Written instruction
Can you lay out the lines of the records as a numbered list, from the line containing "the man's eyeglasses." through the end of the records, skipping any blank lines?

[Dataset items]

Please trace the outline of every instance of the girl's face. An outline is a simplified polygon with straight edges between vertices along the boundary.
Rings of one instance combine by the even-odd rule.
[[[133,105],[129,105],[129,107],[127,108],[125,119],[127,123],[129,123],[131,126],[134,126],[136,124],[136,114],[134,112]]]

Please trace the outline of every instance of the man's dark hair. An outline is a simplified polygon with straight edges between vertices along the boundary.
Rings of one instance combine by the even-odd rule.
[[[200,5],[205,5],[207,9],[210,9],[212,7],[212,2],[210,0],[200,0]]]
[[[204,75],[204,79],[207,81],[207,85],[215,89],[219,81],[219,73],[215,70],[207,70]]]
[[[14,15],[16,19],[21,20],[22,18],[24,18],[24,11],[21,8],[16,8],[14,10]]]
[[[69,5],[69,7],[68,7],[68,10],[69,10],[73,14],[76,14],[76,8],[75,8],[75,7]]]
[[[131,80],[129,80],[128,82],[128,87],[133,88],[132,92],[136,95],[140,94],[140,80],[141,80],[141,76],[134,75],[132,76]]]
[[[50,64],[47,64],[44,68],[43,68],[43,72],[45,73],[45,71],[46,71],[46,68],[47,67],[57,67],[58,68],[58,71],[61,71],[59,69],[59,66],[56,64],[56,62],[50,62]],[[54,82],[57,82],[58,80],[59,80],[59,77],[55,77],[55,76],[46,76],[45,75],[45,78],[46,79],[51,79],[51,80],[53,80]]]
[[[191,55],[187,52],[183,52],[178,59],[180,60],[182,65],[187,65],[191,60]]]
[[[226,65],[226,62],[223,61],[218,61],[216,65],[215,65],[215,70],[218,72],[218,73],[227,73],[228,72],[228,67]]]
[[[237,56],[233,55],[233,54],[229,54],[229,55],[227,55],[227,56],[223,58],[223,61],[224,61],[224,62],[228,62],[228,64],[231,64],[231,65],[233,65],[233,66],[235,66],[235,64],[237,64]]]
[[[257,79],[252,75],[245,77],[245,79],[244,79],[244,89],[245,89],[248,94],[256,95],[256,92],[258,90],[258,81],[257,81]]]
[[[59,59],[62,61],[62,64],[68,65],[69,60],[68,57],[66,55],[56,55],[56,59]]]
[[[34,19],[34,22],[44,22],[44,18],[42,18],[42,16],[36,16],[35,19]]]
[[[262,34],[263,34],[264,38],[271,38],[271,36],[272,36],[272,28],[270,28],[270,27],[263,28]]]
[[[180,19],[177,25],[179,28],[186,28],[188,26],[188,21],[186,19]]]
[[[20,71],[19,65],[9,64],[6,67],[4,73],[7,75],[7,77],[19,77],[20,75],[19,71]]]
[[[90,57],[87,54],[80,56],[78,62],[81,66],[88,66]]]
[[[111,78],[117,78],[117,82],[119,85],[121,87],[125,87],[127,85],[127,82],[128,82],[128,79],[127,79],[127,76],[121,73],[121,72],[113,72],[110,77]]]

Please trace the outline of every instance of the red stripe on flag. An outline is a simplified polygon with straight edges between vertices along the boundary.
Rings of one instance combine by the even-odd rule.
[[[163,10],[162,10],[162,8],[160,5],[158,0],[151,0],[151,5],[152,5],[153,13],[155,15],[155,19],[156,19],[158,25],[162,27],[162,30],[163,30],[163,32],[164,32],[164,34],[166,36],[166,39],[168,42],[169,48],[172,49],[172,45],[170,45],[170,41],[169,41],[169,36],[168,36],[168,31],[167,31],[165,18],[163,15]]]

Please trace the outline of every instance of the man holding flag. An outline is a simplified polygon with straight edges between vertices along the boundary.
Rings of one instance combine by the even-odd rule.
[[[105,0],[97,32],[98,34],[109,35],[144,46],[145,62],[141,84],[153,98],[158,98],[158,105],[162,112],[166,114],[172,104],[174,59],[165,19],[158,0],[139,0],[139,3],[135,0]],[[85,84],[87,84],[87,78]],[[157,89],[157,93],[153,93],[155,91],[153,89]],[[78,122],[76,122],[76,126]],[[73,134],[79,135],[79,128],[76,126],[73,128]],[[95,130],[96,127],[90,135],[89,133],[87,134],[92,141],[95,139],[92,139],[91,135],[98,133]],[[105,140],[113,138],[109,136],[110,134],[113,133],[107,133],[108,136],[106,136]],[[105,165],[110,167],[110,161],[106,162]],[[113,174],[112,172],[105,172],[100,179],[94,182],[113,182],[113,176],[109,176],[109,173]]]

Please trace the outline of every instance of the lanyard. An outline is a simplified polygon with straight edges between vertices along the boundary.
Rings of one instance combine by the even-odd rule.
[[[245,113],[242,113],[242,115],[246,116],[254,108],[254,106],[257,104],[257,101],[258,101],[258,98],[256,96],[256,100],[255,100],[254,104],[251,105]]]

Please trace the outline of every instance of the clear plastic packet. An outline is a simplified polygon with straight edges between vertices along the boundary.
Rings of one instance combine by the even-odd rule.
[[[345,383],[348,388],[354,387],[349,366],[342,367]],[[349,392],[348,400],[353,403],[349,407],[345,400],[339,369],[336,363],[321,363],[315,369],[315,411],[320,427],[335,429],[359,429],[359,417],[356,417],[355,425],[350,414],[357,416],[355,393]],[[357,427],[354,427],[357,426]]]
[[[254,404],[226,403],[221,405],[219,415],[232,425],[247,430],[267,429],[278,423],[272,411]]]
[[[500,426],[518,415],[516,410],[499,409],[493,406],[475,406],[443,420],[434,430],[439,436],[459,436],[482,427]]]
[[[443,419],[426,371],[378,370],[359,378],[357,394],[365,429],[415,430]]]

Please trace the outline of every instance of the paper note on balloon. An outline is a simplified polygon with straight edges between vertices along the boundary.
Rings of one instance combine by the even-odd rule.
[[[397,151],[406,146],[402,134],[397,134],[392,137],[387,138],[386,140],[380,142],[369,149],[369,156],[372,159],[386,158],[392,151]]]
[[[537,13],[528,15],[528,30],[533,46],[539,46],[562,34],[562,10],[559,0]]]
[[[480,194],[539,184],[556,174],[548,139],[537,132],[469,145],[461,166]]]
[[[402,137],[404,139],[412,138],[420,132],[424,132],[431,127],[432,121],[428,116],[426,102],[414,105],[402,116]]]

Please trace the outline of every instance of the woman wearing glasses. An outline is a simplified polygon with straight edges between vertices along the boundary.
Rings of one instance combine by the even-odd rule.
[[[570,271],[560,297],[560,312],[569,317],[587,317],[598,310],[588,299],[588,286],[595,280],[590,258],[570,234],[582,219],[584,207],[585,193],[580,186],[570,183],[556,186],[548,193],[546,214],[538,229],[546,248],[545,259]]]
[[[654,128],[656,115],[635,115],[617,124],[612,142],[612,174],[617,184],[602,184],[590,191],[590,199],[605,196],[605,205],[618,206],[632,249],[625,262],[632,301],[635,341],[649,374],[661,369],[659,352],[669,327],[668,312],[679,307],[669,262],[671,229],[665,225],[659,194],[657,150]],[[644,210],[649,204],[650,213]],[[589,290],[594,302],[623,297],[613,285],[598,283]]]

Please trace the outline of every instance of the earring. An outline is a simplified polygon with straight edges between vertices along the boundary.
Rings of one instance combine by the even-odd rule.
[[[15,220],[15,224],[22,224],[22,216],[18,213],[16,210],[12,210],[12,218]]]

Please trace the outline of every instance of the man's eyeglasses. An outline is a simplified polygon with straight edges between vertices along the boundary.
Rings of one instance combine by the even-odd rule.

The result
1. Please trace the outline of every instance of the man's eyeglasses. An outline is a simplified polygon with straight edges between vertices along the boundary.
2. Rings of one instance combine by the even-odd rule.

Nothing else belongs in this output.